TEXT ->
The lodge, as I came to know it, was a gathering place for a few local tribes of werewolves. By then I was pretty convinced that I wasn't dreaming. They welcomed me rather passively, inviting me to stay a while and hear some things I ought to hear. After that, they said, I could bolt all I wanted and no one would follow me. However, they promised, if I ever were the cause of a nother scened like that at the bank, they would come for me; Only it would not be a scouting party that I would meet, but a warband.
I listened to their histories, their tales and their myths. I saw them change easily and gracefully between forms. I watched their rituals and dances and offerings to their totems.
But I could not forget the screams or the taste of first-blood; I could not forget how much I enjoyed it. What was I, what am I, that such things could give me pleasure? I could not dream of holding my children in my claws or tasting my wife through fangs. The curious man named Casey urged me to stay, arguing that nothing could make me human, for I never was one.
After all the words were said, I went back to the city, but I never came home. I begged in the streets and slept on cots, or in alleys. Several times I came close to changing forms, but fled before it happened.

RAW RECORDS ->
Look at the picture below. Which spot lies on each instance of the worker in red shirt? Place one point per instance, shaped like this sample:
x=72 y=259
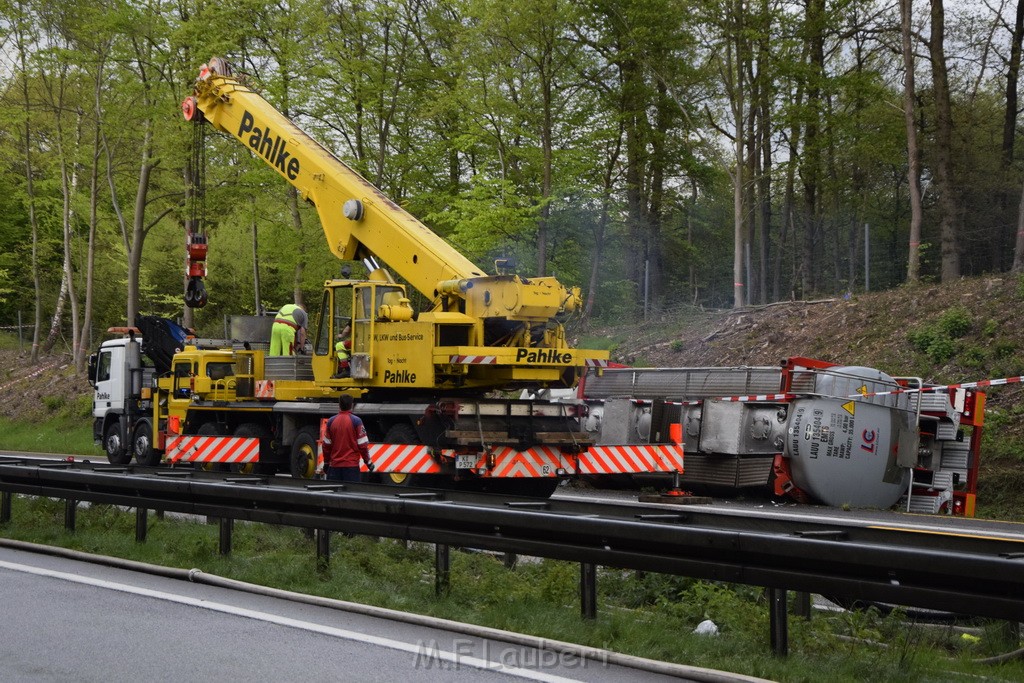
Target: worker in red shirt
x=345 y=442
==
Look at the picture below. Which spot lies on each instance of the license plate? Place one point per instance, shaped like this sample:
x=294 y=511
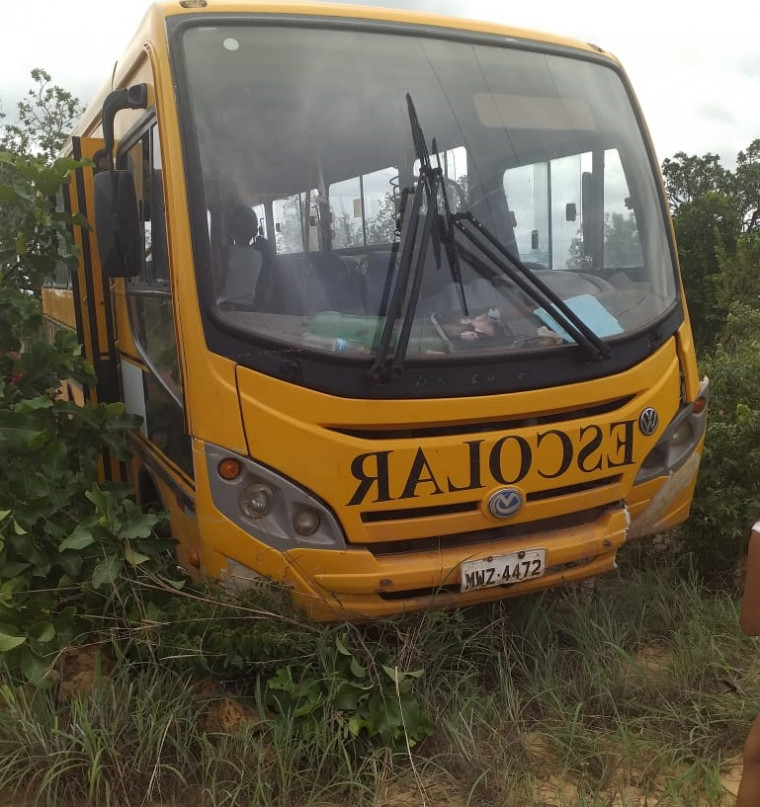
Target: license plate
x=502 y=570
==
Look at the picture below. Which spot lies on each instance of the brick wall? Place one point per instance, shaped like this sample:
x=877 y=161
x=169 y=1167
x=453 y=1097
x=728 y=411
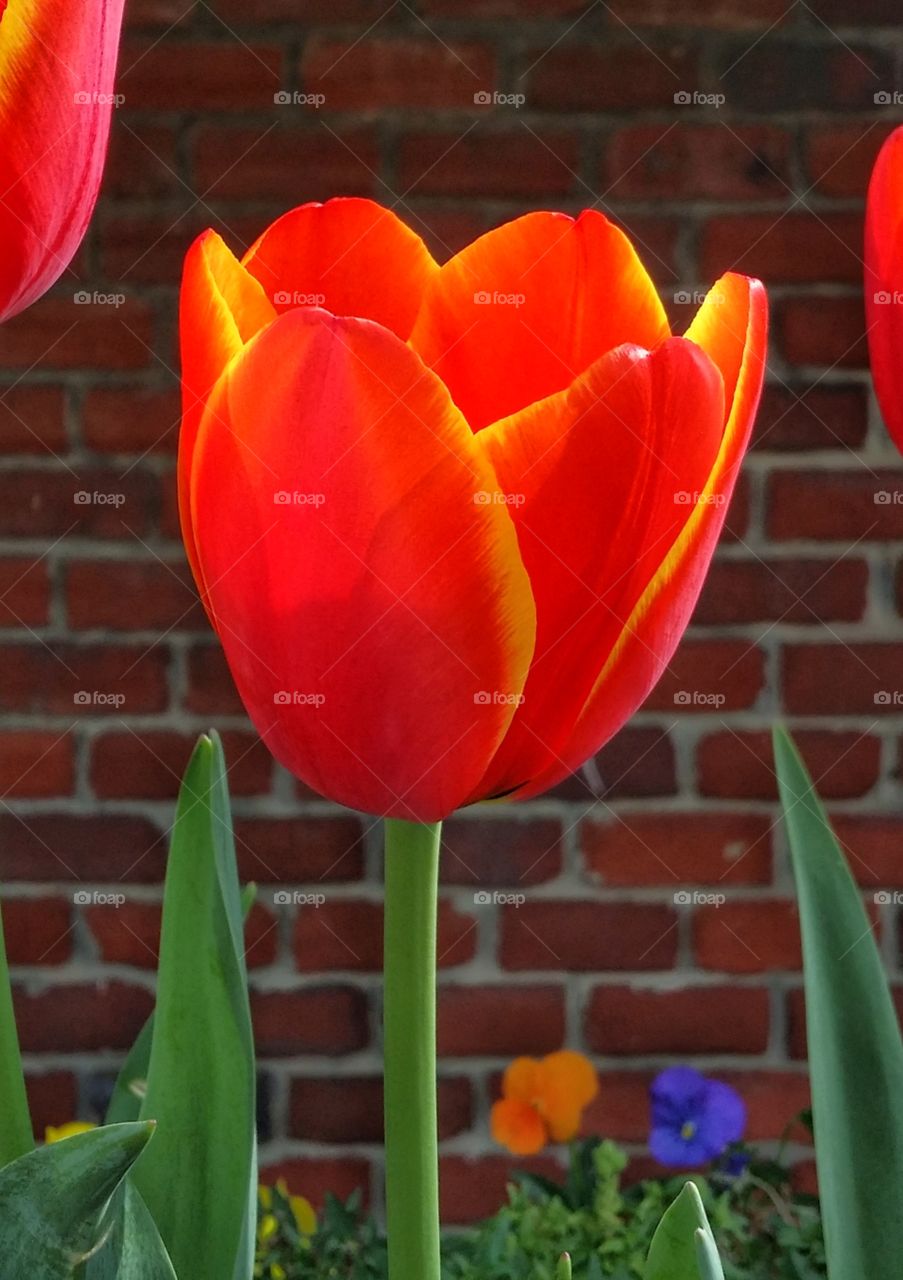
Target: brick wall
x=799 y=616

TASK INSTRUCTIONS ->
Copy the werewolf story again, beginning at the words "But I could" and stopping after "before it happened.", and swap "alleys" for "doorways" in that stretch.

EXPECTED ANSWER ->
But I could not forget the screams or the taste of first-blood; I could not forget how much I enjoyed it. What was I, what am I, that such things could give me pleasure? I could not dream of holding my children in my claws or tasting my wife through fangs. The curious man named Casey urged me to stay, arguing that nothing could make me human, for I never was one.
After all the words were said, I went back to the city, but I never came home. I begged in the streets and slept on cots, or in doorways. Several times I came close to changing forms, but fled before it happened.